%%

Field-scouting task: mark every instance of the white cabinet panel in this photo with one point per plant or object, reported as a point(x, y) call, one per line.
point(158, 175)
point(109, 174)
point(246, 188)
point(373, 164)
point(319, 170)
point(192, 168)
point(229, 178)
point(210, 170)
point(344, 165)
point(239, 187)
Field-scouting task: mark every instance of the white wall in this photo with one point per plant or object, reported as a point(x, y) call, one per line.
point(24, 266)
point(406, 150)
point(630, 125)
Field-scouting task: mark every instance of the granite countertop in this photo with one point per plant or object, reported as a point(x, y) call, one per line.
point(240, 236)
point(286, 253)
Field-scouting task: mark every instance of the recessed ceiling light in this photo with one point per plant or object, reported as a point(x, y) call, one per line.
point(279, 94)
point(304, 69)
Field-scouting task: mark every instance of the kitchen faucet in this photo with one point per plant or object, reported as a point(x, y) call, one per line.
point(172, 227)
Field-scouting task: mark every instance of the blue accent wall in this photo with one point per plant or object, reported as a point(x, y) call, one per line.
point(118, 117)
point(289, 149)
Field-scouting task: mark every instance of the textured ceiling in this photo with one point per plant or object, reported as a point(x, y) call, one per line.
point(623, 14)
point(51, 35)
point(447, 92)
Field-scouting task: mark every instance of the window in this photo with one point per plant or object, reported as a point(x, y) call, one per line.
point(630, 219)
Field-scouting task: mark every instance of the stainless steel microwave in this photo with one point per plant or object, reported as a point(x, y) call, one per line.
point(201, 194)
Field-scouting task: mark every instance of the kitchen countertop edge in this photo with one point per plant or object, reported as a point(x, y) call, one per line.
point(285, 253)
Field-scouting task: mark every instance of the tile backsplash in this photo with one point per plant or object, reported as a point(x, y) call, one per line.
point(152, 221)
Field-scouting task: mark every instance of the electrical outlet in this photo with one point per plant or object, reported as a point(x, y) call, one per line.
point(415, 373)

%%

Task statement: Rewrite the rows from the line containing "Field-scouting task: mark every instance of the tile" through the end of the rows, keeping the requests and adding 87 to every coordinate in the answers.

Answer for the task:
Field-scouting task: mark every instance of the tile backsplash in this photo with one point per plant or object, reported as a point(x, y) call, one per line.
point(239, 308)
Field-scouting task: mark every instance of the electrical outlet in this photo with one point per plant or object, reported as a point(x, y) call, one per line.
point(502, 460)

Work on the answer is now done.